Given problem => Write out every row below word for word, without the pictures.

Image segmentation rows

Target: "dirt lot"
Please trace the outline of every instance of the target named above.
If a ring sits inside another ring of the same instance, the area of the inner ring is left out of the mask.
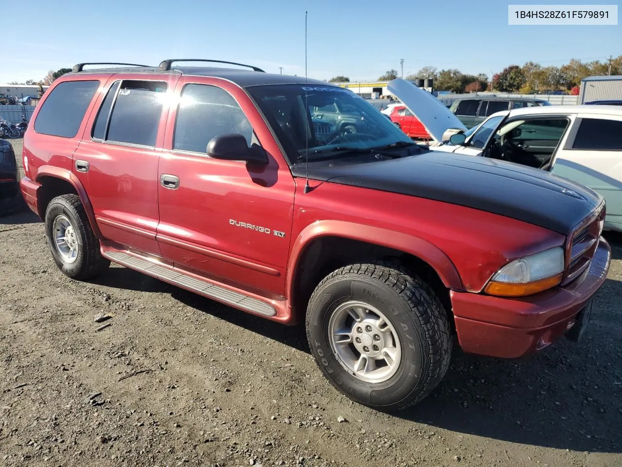
[[[583,341],[515,361],[457,350],[429,399],[389,415],[333,389],[302,328],[118,266],[72,281],[34,215],[0,218],[0,465],[622,466],[622,237],[607,237]]]

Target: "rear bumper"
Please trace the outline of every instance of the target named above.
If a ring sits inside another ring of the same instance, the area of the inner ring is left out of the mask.
[[[521,299],[452,291],[460,346],[465,352],[516,358],[562,337],[607,275],[611,251],[601,237],[590,267],[570,284]]]
[[[19,187],[26,204],[33,212],[39,215],[39,209],[37,206],[37,191],[41,187],[41,185],[30,180],[28,177],[23,177],[19,181]]]

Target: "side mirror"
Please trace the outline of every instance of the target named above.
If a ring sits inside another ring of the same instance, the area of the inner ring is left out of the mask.
[[[241,134],[214,136],[207,143],[207,155],[224,161],[244,161],[247,164],[264,165],[268,163],[268,157],[264,148],[258,144],[253,144],[249,148],[246,138]]]
[[[454,146],[462,146],[466,141],[466,136],[464,133],[457,133],[449,137],[449,142]]]

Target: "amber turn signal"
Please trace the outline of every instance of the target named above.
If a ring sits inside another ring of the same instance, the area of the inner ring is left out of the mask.
[[[562,274],[524,284],[490,281],[484,291],[489,295],[502,297],[524,297],[554,287],[562,281]]]

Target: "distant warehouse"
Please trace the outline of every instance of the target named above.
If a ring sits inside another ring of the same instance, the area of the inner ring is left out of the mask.
[[[622,100],[622,76],[590,76],[581,80],[578,103]]]
[[[417,79],[411,82],[420,88],[432,92],[432,80]],[[355,83],[335,83],[346,88],[365,99],[391,99],[394,98],[387,89],[388,81],[360,81]]]

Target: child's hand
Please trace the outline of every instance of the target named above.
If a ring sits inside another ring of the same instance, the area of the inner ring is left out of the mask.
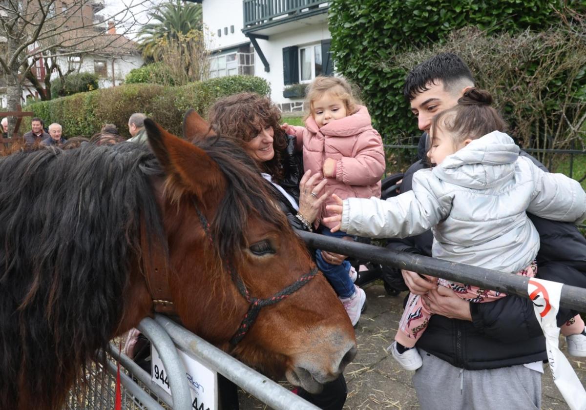
[[[340,228],[342,227],[342,213],[343,210],[343,201],[342,200],[342,198],[339,197],[336,194],[332,194],[332,197],[338,204],[326,206],[326,209],[330,211],[330,214],[332,214],[332,216],[324,218],[323,222],[326,223],[329,223],[330,222],[338,223],[336,226],[330,230],[331,232],[333,233],[339,231]]]
[[[326,158],[323,161],[323,166],[322,167],[322,172],[323,173],[323,177],[331,178],[336,176],[336,163],[338,162],[333,158]]]
[[[291,128],[291,125],[288,124],[287,122],[281,126],[281,129],[285,131],[287,134],[289,134],[289,129]]]

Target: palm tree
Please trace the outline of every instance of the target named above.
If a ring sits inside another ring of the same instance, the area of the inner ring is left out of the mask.
[[[175,40],[179,34],[187,35],[203,28],[202,5],[172,0],[150,13],[154,22],[145,25],[139,32],[139,47],[145,57],[158,54],[158,45],[163,40]]]

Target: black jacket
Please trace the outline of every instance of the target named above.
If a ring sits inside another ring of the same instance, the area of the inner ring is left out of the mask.
[[[526,153],[521,155],[547,170]],[[409,168],[403,177],[401,192],[411,189],[413,174],[426,166],[424,159]],[[528,216],[541,238],[538,277],[586,287],[586,240],[576,227]],[[387,246],[431,256],[432,239],[431,231],[427,231],[404,240],[391,240]],[[490,303],[470,303],[470,310],[471,322],[432,316],[417,346],[453,365],[469,370],[547,360],[545,339],[529,299],[512,295]],[[560,308],[558,324],[575,314]]]
[[[283,180],[278,184],[285,190],[285,192],[291,195],[299,204],[299,183],[303,176],[303,157],[301,152],[295,152],[296,137],[293,135],[287,135],[287,146],[284,152],[282,166],[284,174]],[[278,201],[281,210],[287,215],[287,220],[292,227],[295,229],[307,230],[303,224],[295,215],[297,211],[291,202],[289,201],[281,192],[275,188],[272,184],[271,189],[274,194],[275,198]]]

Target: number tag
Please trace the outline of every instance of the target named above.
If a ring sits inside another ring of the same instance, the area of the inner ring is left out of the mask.
[[[185,366],[185,377],[191,391],[192,408],[193,410],[217,410],[217,373],[182,350],[177,349],[177,353]],[[171,394],[167,371],[152,343],[151,344],[151,357],[152,381]]]

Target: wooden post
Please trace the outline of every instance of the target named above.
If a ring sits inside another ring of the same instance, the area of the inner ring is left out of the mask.
[[[4,130],[2,129],[2,138],[0,138],[0,144],[12,144],[12,142],[13,142],[13,139],[20,138],[21,136],[18,134],[18,128],[20,127],[21,122],[22,121],[22,117],[35,117],[35,113],[32,111],[23,111],[22,107],[21,107],[21,104],[16,105],[16,110],[17,111],[5,111],[4,112],[0,112],[0,117],[16,117],[16,124],[14,126],[14,131],[12,132],[12,138],[4,138]]]

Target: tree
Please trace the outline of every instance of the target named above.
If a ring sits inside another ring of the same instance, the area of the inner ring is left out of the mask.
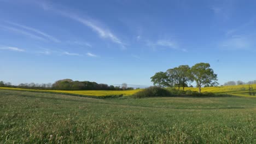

Answer to this task =>
Target: "dirt lot"
Please trace the outline of every instance of the target named above.
If a ring sits inside another ring of the same instance, the area of the inner ring is left out of the mask.
[[[583,341],[515,361],[457,350],[429,399],[389,415],[333,389],[302,328],[118,266],[72,281],[34,215],[0,218],[0,465],[622,466],[622,237],[607,237]]]

Target: "rear bumper"
Please trace the outline of every instance of the target named above.
If a ring sits inside another ring of the same instance, the area of the inner ring is left out of the mask.
[[[521,299],[452,291],[460,346],[465,352],[516,358],[562,337],[607,275],[611,251],[601,237],[590,267],[570,284]]]
[[[19,187],[26,204],[33,212],[39,215],[39,209],[37,206],[37,191],[41,187],[41,185],[30,180],[28,177],[23,177],[19,181]]]

Target: "side mirror"
Please trace the outline of every instance of the target named above.
If a ring sits inside another ring of the same instance, the area of the inner ring is left out of the mask.
[[[241,134],[214,136],[207,143],[207,155],[224,161],[244,161],[247,164],[264,165],[268,163],[268,157],[264,148],[258,144],[253,144],[249,148],[246,138]]]
[[[454,146],[462,146],[466,141],[466,136],[464,133],[457,133],[449,137],[449,142]]]

Target: "amber turn signal"
Please trace the outline of every instance of the target named above.
If a ring sits inside another ring of the same instance, the area of the inner ring is left out of the mask.
[[[562,274],[524,284],[490,281],[484,291],[489,295],[502,297],[524,297],[554,287],[562,281]]]

Target: "distant warehouse"
Please trace the outline of every instance of the target named above.
If a ring sits inside another ring of the same instance, the area of the inner ring is left out of the mask.
[[[622,100],[622,76],[590,76],[581,80],[578,103]]]
[[[417,79],[411,82],[420,88],[432,92],[432,80]],[[355,83],[335,83],[346,88],[365,99],[391,99],[394,98],[387,89],[388,81],[360,81]]]

Target: child's hand
Please trace the outline of every instance of the target named above.
If a ring sits inside another ring of the same instance, the area of the inner ring is left out of the mask.
[[[340,228],[342,227],[342,213],[343,210],[343,201],[342,200],[342,198],[339,197],[336,194],[332,194],[332,197],[338,204],[326,206],[326,209],[330,211],[330,214],[332,214],[332,216],[324,218],[323,222],[326,223],[329,223],[330,222],[338,223],[336,226],[330,230],[331,232],[333,233],[339,231]]]
[[[326,158],[323,161],[323,166],[322,167],[322,172],[323,173],[323,177],[331,178],[336,176],[336,163],[338,162],[333,158]]]
[[[291,128],[291,125],[288,124],[287,122],[281,126],[281,129],[285,131],[287,134],[289,134],[289,129]]]

Target: palm tree
Please trace the outline of every instance of the target named above.
If a ring sits inside another ring of the same instance, the area of the inner ring is left out of the mask.
[[[175,40],[179,34],[187,35],[203,28],[202,5],[172,0],[150,13],[154,22],[145,25],[139,32],[139,47],[145,57],[158,54],[158,45],[163,40]]]

Target: black jacket
Please trace the outline of every instance of the target named above.
If a ring sits inside another ring of the same instance, the area of the inner ring is left out of the mask.
[[[526,153],[521,155],[547,170]],[[409,168],[403,177],[401,192],[411,189],[413,174],[426,166],[424,159]],[[528,216],[541,238],[538,277],[586,287],[586,240],[576,227]],[[387,246],[431,256],[432,239],[431,231],[427,231],[404,240],[391,240]],[[490,303],[470,303],[470,310],[471,322],[432,316],[417,346],[453,365],[469,370],[547,360],[545,339],[529,299],[512,295]],[[560,308],[558,324],[575,314]]]
[[[283,180],[278,184],[285,190],[285,192],[291,195],[299,204],[299,183],[303,176],[303,157],[301,152],[295,152],[296,137],[293,135],[287,135],[287,146],[284,152],[282,166],[284,174]],[[278,201],[281,210],[287,215],[287,220],[292,227],[295,229],[307,230],[303,224],[295,215],[297,211],[291,202],[289,201],[281,192],[275,188],[272,184],[271,189],[274,194],[275,198]]]

Target: number tag
Please trace the outline of every instance of the target named above.
If a ring sits inside another ring of the same instance, the area of the inner ring is left out of the mask.
[[[185,366],[185,377],[191,391],[192,408],[193,410],[217,410],[217,373],[182,350],[177,349],[177,353]],[[171,394],[167,371],[152,343],[151,344],[151,357],[152,381]]]

Target: wooden post
Please trace the outline of every instance of the target named above.
If a ring sits inside another ring of the same instance, the area of the inner ring is left out of the mask.
[[[4,130],[2,129],[2,138],[0,138],[0,144],[12,144],[12,142],[13,142],[13,139],[20,138],[21,136],[18,134],[18,128],[20,127],[21,122],[22,121],[22,117],[35,117],[35,113],[32,111],[23,111],[22,107],[21,107],[21,104],[16,105],[16,110],[17,111],[5,111],[4,112],[0,112],[0,117],[16,117],[16,124],[14,126],[14,131],[12,132],[12,138],[4,138]]]

Target: tree
Please trace the outline of every instance of the target named above.
If a ring sits inside another ring of the same instance, the area of the inner ring is left out of the mask.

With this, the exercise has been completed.